• INPUT FOR THIS TASK:
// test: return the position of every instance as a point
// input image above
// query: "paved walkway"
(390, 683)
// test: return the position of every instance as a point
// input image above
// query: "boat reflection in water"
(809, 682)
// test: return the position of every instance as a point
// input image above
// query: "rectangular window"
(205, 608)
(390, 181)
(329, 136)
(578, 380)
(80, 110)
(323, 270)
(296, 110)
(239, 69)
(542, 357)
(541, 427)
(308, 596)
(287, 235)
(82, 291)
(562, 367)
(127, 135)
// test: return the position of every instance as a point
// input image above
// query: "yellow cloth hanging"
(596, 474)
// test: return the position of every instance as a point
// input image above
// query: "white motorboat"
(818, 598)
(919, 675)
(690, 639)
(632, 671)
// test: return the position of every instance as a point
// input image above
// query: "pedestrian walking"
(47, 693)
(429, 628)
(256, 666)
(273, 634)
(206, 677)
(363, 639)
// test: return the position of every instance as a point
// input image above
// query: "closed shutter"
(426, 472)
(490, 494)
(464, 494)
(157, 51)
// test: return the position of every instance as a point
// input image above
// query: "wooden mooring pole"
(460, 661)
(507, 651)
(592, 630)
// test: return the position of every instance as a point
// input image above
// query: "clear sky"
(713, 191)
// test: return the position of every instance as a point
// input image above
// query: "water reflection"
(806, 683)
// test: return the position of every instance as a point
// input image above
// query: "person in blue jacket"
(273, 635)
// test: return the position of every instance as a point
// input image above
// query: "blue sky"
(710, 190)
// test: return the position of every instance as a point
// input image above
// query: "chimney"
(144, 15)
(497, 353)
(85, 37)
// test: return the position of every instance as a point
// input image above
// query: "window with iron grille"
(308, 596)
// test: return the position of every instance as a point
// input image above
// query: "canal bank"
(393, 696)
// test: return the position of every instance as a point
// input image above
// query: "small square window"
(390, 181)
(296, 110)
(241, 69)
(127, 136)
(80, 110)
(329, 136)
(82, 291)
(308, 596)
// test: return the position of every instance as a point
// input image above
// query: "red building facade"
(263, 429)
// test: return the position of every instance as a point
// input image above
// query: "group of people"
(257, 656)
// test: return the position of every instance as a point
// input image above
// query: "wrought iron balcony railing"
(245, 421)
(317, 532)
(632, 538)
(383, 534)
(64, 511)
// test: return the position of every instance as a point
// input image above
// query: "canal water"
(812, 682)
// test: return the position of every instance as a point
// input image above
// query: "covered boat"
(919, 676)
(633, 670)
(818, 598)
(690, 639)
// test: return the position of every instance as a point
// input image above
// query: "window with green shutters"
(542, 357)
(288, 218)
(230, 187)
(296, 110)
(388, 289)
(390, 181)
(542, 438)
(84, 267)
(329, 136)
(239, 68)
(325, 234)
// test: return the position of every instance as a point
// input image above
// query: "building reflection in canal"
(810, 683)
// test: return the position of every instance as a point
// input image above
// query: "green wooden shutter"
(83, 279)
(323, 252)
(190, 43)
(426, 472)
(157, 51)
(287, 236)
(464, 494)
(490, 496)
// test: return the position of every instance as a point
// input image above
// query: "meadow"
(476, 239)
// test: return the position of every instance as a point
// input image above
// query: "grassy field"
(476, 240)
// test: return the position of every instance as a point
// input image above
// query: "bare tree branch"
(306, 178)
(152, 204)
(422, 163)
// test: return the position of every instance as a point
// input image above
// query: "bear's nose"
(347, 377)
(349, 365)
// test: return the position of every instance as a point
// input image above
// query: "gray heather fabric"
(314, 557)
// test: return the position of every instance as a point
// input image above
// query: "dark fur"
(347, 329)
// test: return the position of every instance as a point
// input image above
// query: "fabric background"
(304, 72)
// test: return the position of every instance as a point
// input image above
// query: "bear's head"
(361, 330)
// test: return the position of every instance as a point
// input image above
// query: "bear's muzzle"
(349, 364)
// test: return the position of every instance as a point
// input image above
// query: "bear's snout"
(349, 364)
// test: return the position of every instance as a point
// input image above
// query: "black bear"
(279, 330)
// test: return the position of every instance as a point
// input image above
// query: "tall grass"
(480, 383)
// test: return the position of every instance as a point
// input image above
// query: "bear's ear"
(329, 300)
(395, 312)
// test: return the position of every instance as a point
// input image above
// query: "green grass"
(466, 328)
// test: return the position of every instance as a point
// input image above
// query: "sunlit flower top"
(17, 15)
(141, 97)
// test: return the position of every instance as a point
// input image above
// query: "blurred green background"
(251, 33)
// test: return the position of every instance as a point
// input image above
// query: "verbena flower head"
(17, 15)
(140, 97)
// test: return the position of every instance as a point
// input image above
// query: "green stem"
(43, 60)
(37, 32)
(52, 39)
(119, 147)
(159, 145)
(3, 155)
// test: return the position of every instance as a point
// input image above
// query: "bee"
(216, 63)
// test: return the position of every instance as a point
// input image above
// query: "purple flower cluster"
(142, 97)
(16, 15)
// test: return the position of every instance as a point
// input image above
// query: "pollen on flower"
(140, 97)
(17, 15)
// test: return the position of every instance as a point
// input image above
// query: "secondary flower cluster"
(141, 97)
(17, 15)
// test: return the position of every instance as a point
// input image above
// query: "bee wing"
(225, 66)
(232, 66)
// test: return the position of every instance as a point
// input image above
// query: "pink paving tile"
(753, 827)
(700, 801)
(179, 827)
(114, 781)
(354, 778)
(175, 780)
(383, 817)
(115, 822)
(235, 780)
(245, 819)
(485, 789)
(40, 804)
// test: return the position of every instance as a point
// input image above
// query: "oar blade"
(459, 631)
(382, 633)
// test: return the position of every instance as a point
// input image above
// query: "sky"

• PROBLEM TO SOLVE: Write the material out once more, exactly.

• EXERCISE RESULT:
// test: return the position of every instance as a point
// input image above
// query: "paved walkway"
(390, 683)
// test: return the position of every instance as a point
// input image above
// query: "boat reflection in water"
(809, 682)
// test: return the position of every instance as a point
// input image above
// query: "rectangular window"
(205, 608)
(390, 181)
(329, 136)
(578, 380)
(80, 110)
(323, 270)
(296, 110)
(239, 69)
(542, 357)
(541, 427)
(308, 596)
(287, 235)
(82, 291)
(562, 367)
(127, 135)
// test: return the position of every instance as a point
// input image above
// query: "yellow cloth hanging"
(596, 474)
// test: return the position of every instance as a point
// input image above
// query: "white motorboat"
(818, 598)
(919, 675)
(690, 639)
(632, 671)
// test: return the position of every instance as a point
// input image above
// query: "pedestrian walking"
(47, 693)
(429, 628)
(256, 666)
(273, 634)
(206, 677)
(363, 639)
// test: return the position of every instance as a point
// input image above
// query: "closed shutter"
(426, 472)
(490, 494)
(464, 494)
(157, 51)
// test: return the position of every instance as a point
// input image above
// query: "wooden mooring pole"
(460, 661)
(507, 651)
(592, 630)
// test: return the position of every instance as a point
// input image above
// query: "clear sky"
(713, 191)
// test: return the position of every instance as a point
// input image above
// query: "water reflection"
(806, 683)
// test: return the position of every instance as a point
// input image above
// query: "person in blue jacket"
(273, 635)
// test: return the position of every instance as a point
// input image above
// query: "blue sky"
(710, 190)
// test: return the position of every instance as a point
// input image above
// query: "chimney"
(144, 15)
(497, 353)
(85, 37)
// test: return the position of every instance as a point
// input image above
// query: "window with iron grille"
(308, 596)
// test: return the position of every instance as a point
// input image above
// query: "canal bank"
(393, 696)
// test: return the position of every instance as a point
// input image above
// query: "small square window"
(390, 181)
(296, 110)
(241, 69)
(127, 136)
(80, 110)
(329, 136)
(82, 291)
(308, 596)
// test: return the position of every instance as a point
// input image above
// query: "red building facade"
(263, 429)
// test: return the position of every instance as a point
// input image above
// query: "group of people"
(257, 656)
// test: return the position of every instance as a point
// input image above
// query: "wrought iron balcony railing"
(245, 421)
(317, 532)
(632, 538)
(383, 534)
(64, 511)
// test: return the position of every instance as a point
// input image above
// query: "canal water"
(812, 682)
// test: return the position of every instance as a point
// input image above
// query: "covered boat"
(919, 676)
(633, 670)
(818, 598)
(690, 639)
// test: return the position of every instance as a point
// input image above
// query: "window with green shutters"
(542, 357)
(288, 218)
(230, 187)
(296, 110)
(388, 289)
(390, 181)
(542, 438)
(84, 267)
(329, 136)
(239, 68)
(325, 234)
// test: return the position of every instance as a point
// input image above
// query: "building reflection in canal"
(810, 683)
// test: return the position of every instance as a point
// input image above
// query: "green wooden shutter"
(83, 279)
(323, 252)
(190, 43)
(426, 472)
(157, 51)
(287, 236)
(464, 494)
(490, 496)
// test: return the position of every instance as a point
// input image above
// query: "meadow"
(476, 239)
// test: return the position of every instance as a point
// input image above
// query: "grassy field"
(476, 240)
// test: return the position of every instance as a point
// input image above
// query: "bare tree branch"
(306, 178)
(152, 204)
(422, 163)
// test: return the position of every instance as a point
// input image above
// query: "bear's nose"
(347, 377)
(349, 365)
// test: return the position of every instance as a point
// input image above
// query: "gray heather fabric"
(314, 557)
// test: return the position of every instance as a point
// input image above
// query: "dark fur"
(347, 329)
// test: return the position of every instance as a point
// input image above
// query: "fabric background"
(304, 72)
// test: return the position of every instance as a point
// input image above
// query: "bear's head"
(361, 330)
// test: return the position of every instance as a point
// input image above
// query: "bear's muzzle"
(349, 364)
// test: return the position of every instance as a point
// input image above
// query: "bear's snout"
(349, 364)
// test: return the position of every instance as a point
// input image above
// query: "black bear"
(279, 330)
// test: return the position of every instance as a point
// input image above
// query: "tall grass"
(480, 383)
// test: return the position of every instance as a point
// input image above
// query: "bear's ear"
(329, 300)
(395, 312)
// test: return the position of every instance as a point
// input image above
// query: "green grass"
(466, 328)
// test: return the position of every instance as a point
// input image above
// query: "sunlit flower top"
(17, 15)
(141, 97)
// test: return the position of every instance as a point
// input image above
// query: "blurred green background"
(251, 33)
// test: return the position of every instance as a point
// input image above
// query: "verbena flower head"
(17, 15)
(140, 97)
// test: return the position of every instance as a point
// input image above
// query: "green stem"
(43, 60)
(37, 32)
(52, 39)
(119, 147)
(159, 145)
(3, 155)
// test: return the position of every instance as a point
// input image above
// query: "bee"
(216, 63)
// test: return the position of every instance as a point
// input image above
// query: "purple flower cluster"
(142, 97)
(16, 15)
// test: return the position of every instance as a point
// input image above
// query: "pollen on flower"
(140, 97)
(17, 15)
// test: return the position of every instance as a point
// input image above
// query: "secondary flower cluster"
(141, 97)
(17, 15)
// test: return the position of every instance as a point
// input image above
// query: "bee wing"
(225, 66)
(232, 66)
// test: return the position of every instance as a point
// input image above
// query: "pink paving tile"
(753, 827)
(700, 801)
(179, 827)
(114, 781)
(354, 778)
(175, 780)
(383, 817)
(115, 822)
(235, 780)
(245, 819)
(485, 789)
(40, 804)
// test: return the position of every instance as a point
// input image above
// query: "oar blade"
(459, 631)
(382, 633)
// test: return the position of every instance as a point
// input image above
// query: "sky"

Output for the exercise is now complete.